----- Vorliegender Auszug
Inšallāh

Wallace: „Werden Sie uns sagen, wieviel Steuern Sie in 2016 und 2017 bezahlt haben?“

Trump: „Millionen von Dollar!“

Wallace: „Sie bezahlten Millionen von Dollar?“

Trump: „Millionen von Dollar. Und das werden Sie sehen! Das werden Sie sehen!“

Biden: „Wann!? Inšallāh!?“

Diese kurze Auseinandersetzung in der Präsidentschaftsdebatte der US löste einige heftige Online-Debatte aus. Die Palette der Kommentare reichte von Bidens Arabophobie und Islamophobie durch die beleidigende Nutzung des Ausdrucks „so Gott will!“ (in šāʾ Allāh) bis hin zum Lob, da er diese kolloquiale Phrase auf den Punkt gebracht hat: in der muslimischen Gesellschaft gilt inšallāh nämlich längst als ein Euphemismus dafür, dass etwas nie geschehen wird; ein im Vorfeld gebrochenes Versprechen, könnte man sagen.

Dass dieser Ausdruck das Jahr 2020 maßgeblich geprägt hat, ist inzwischen klar: neben der sarkastischen Bemerkung Joe Bidens, machten im Januar die Nachrichten die Runde, dass diese Phrase im Jahr 2020 in den Duden aufgenommen wurde (was allerdings nicht stimmt, da sie bereits seit 1942 im Duden steht, wie die Duden-Sprecherin Nicole Weiffen erklären musste). Die ursprüngliche Bedeutung der Phrase – aus der eine gewisse Schicksalsergebenheit spricht, gemäß welcher sich der Mensch dem Willen Gottes (mašīʾat Allāh) ergibt und sein Urteil annimmt – gewann mit dem Ausbruch der Pandemie seit März dieses Jahres wieder an Bedeutung.
----------
**Aufgaben**
**a)** Welche Jahreszahlen kommen im Auszug über Inšallāh vor?
**b)** Wie könnte der Auszug über Inšallāh weitergehen? Setze ihn nach dem letzten Satz fort.
----- Bereitgestelltes Material
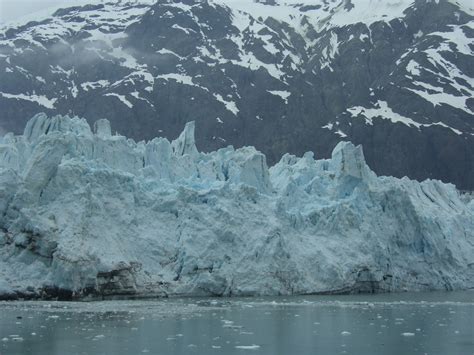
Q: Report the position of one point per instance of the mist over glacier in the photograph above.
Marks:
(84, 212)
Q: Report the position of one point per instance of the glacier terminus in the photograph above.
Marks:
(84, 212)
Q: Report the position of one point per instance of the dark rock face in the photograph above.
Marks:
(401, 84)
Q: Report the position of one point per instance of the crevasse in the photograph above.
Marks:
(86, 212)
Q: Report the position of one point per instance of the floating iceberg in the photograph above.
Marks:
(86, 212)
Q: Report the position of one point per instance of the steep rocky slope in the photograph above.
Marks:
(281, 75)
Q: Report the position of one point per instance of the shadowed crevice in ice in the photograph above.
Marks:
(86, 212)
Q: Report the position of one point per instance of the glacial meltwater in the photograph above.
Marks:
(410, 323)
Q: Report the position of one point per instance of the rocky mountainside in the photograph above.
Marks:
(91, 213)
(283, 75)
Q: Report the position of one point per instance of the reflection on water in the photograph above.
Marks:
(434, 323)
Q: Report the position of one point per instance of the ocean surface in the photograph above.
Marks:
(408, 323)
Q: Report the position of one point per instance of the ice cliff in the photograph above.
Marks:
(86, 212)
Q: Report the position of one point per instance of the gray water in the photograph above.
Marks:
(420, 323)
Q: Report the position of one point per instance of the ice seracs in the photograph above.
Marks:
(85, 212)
----------
----- Bereitgestelltes Material
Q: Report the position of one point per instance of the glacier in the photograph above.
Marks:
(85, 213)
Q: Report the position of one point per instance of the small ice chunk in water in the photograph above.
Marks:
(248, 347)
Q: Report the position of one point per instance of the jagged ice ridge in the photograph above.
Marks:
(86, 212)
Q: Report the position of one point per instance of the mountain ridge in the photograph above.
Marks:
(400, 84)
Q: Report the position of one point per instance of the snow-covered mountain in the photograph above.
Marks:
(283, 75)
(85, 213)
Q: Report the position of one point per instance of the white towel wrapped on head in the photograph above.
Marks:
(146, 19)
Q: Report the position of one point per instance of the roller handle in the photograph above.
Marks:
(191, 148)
----------
----- Bereitgestelltes Material
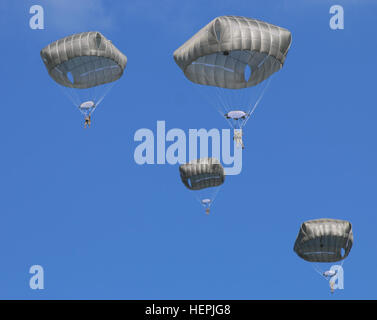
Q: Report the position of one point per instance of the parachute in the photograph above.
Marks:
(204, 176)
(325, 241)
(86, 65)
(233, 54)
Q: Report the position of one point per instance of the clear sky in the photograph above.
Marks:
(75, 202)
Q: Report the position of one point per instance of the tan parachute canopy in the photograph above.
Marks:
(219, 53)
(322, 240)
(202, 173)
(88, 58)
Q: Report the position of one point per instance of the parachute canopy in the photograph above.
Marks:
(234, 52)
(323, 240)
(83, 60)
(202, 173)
----------
**Geordnete Ergebnisse**
**a)** 2016, 2017, 2020, 1942

**b)**
Alle unsere Pläne sind bis auf Weiteres verschoben: Familienbesuche sagen wir bis auf unbestimmte Zeit hoffnungsvoll ab; geplante Aufenthalte, Veranstaltungen und Konferenzen sind uns sogar für das Jahr 2021 unsicher. Auf das Digitale sind wir zwangsweise angewiesen. Uns fehlt die menschliche Nähe. Und das blöde Mikrofon vergessen wir immer auf Laut zu stellen, wenn wir was über Zoom sagen wollen. Alles wirkt so „plastisch“, virtuell und unnatürlich. Deswegen äußern wir gerade mit der Phrase inšallāh, voller Hoffnung und Demut, unseren Wunsch, dass die Pandemie bald vergeht und wir wieder in den Alltag zurückkehren können. So, wie der Prophet Muḥammad, Friede sei mit ihm, auf die Offenbarung der Geschichten von den „Gefährten der Höhle“, sowie der des Ḫiḍr und der des Ḏū l-Qarnayn wartete, um den Dialog mit einer Delegation der Juden aus Naǧrān fortzuführen – genauso warten auch wir. Anfangs sagte der Prophet Muḥammad der Delegation zuversichtlich, sie sollen am nächsten Tag kommen und er wird die Antworten für sie parat haben. Dabei sagte er aber nicht „inšallāh.“ Sein Warten auf die Offenbarung dauerte 40 Tage. In dieser Zeit wurde er selbst durch das Warten bedrückt. Der Wurm des Zweifels fraß sich in die Herzen einiger seiner Gefährten. Nach 40 Tagen wurde die Sure Kahf endlich offenbart – mit allen Antworten auf die Fragen der Delegation aus Naǧrān. In Mitten der Sure, in Versen 23 und 24, wurde der Grund für die unerwartete Verzögerung dieser Offenbarung angegeben:

„Und sag nicht von einer Sache: «Ich werde dies morgen tun», es sei denn (du fügst hinzu): «So Gott will.» Und gedenke deines Herrn, wenn du es vergessen hast, und sag: «Mein Herr möge mich zu etwas rechtleiten, was der richtigen Handlungsweise eher entspricht als dies!»“ (18:23,24)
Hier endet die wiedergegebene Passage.